> _EXERCISE AIM_
Carry on the forum thread about station logos missing from the receiver's program guide, starting after its final post.
___ READING TEXT ___
# LOGO's not showing up in guide



## cloudy (Aug 15, 2010)

Just got upgraded to 922 today.
2 problems so far. First off, the remote freezes up the system sometimes if hitting a "sling" button. Installer re-set to default. Hopefully that fixed it.

And what's really bugging me is that the logo's aren't showing up in the guide (Just get grey boxes with the number, channel name and HD log, but not Station Logo's). I really liked the idea of that feature, but it's not working.
Does anybody think it might correct itself after a forced guide update tonight?

Also is there a way to force an update? Haven't figured one out for the 922. And not sure if it would work anyway.

Any other suggestions would be appreciated.

Thanks.


----------



## ZBoomer (Feb 21, 2008)

Put it in standby mode for 4-5 hours, and that will resolve most of your issues. The receiver has to download a lot of stuff before it fully works, and many installers don't even realized this.

No way to force an update, it will do it on it's own at update time.


----------



## cloudy (Aug 15, 2010)

standby meaning "turn it off" for about 5 hours?
I can do that.
I can update my favorites lists and DVR schedules on my new 722 in the mean time.
___ PROVIDED RECORDS ___
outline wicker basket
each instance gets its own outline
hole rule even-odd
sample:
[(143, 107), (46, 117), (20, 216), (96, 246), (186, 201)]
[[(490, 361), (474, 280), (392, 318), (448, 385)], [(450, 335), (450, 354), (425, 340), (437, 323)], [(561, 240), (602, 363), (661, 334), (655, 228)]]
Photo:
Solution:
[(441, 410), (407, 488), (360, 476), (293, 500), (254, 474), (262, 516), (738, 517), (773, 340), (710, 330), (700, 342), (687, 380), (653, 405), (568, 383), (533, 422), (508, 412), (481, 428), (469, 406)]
___
> _THE RESULT_
It sure does seem unusual that this thing really doesn't come with any type of manual. More of just a troubleshoot guide.
But I guess that's just because it's more of a beta.


----------



## Stewart Vernon (Jan 7, 2005)

It should have come with a manual too... but I'm not sure that Dish really does a good job communicating how some of the 922 features require some "idle" time to let it update its database before full functionality is what you expect.


----------



## cloudy (Aug 15, 2010)

Well, the manual is really more of a troubleshoot guide. No pictures and no user guide info. And yes it was new in box.

And yeah, it really is strange how the idle process works.
I checked it after about 2 hours of stanby. Finally have Logo's. But I can tell it's still not completely updated.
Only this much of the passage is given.